VORLIEGENDER TEXT –
* * * *
Hoeneß bläst 1860 den Marsch
MÜNCHEN - Pünktlich zum 110. Klub-Jubiläum: Bayerns Boss träumt davon, den ungeliebten Mieter aus der Allianz Arena hinaus zu befördern.
110 Jahre alt wird der FC Bayern an diesem Samstag, sogar 150 Jahre alt wird in diesem Jahr der Lokalrivale TSV 1860. Und selten in der Historie der beiden Vereine waren sich Rot und Blau weniger grün als derzeit. Uli Hoeneß jedenfalls, der frühere Manager und jetzige Präsident des deutschen Rekordmeisters, hätte – pünktlich zum Jubiläum – am liebsten gar nichts mehr mit den zweitklassigen Löwen zu tun. Er hätte sie gerne los, auch als Nutzer der Allianz Arena.
„Wenn uns der TSV 1860, aus welchen Gründen auch immer, bitten sollte, aus dem jetzigen Vertrag auszusteigen“, sagt Hoeneß im aktuellen „Bayern-Magazin“, „dann werde ich die Kapelle, die die Sechziger aus dem Stadion begleitet, persönlich mit dem Defiliermarsch anführen.“
Hoeneß nimmt sich eines ernsten Problems auf volkstümliche Weise an: Humba Humba Täterä – und raus mit dem ungeliebten Mieter? „Ich wollte schon immer etwas selbst besitzen. Und auch die Fans haben uns immer gedrängt, dass sie ein eigenes Stadion wollen und keines, das halb blau ist“, sagt der Bayern-Boss: „Der absolute Traum wird sich für mich an dem Tag erfüllen, an dem wir es uns leisten können zu sagen: Wir sind endlich alleine in der Arena und jetzt bauen wir sofort rote Sitze ein.“
Blaskapelle? Und wieder einmal die berühmten roten Sitze? Dies alles ist nur vordergründig lustig. Denn Hoeneß’ Tirade gegen den Lokalrivalen hat einen ernsten Hintergrund. „Wir haben mit 1860 einen Vertrag bis zum Jahr 2020“, sagt Hoeneß. Allerdings sei ihm „nach den Entwicklungen speziell in den vergangenen Monaten klar“, dass er die renitenten Mieter nur zu gerne aus dem Kontrakt entlassen würde.
* * * *
VORLIEGENDES MATERIAL –
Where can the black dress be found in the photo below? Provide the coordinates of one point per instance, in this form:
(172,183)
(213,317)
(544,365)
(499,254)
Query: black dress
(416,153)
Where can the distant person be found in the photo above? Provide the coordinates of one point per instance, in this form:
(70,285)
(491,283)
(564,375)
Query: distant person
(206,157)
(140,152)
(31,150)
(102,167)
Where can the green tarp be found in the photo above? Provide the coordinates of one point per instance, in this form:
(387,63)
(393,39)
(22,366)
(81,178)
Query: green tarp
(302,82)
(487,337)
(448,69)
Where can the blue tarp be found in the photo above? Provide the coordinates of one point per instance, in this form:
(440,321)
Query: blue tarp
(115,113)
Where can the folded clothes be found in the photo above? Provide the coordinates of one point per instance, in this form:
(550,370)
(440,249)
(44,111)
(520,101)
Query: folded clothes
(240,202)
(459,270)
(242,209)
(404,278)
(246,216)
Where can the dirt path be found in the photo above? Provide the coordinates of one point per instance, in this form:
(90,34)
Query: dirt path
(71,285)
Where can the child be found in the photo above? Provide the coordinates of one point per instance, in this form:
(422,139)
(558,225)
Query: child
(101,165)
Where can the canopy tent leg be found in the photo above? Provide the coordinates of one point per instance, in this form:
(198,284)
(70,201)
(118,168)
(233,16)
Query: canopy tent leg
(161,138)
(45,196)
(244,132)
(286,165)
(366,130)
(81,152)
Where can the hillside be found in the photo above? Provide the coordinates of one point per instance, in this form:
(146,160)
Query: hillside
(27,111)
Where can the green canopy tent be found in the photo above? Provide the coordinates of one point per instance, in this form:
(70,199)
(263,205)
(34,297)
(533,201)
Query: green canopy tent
* * * *
ARBEITSAUFTRÄGE –
A. Bis zu welchem Jahr läuft laut dem Artikel über Hoeneß und den TSV 1860 der Vertrag zwischen dem FC Bayern und 1860?
B. Schreiben Sie den Artikel über Hoeneß und den TSV 1860 im Anschluss an seinen letzten Satz weiter.

LÖSUNGEN –
A. Bis zum Jahr 2020.

B.
Die Entwicklungen der vergangenen Monate? Am 24.März wird das Landgericht München I über die Klage der Stadion-GmbH, einer 100-prozentigen Tochter der FC Bayern AG, gegen den TSV 1860 entscheiden. Es geht um rund eine halbe Million Euro. Löwen-Geschäftsführer Manfred Stoffers hatte mit Beginn der laufenden Saison angeordnet, pro Heimspiel 50000 Euro weniger fürs Catering in der Arena zu bezahlen als dies der Stadionvertrag vorsieht. Der TSV 1860 sieht sich außerstande, 3000 Business Seats zu besetzen – und zahlt entsprechend nur für 1500. Dagegen klagt die Stadion-GmbH.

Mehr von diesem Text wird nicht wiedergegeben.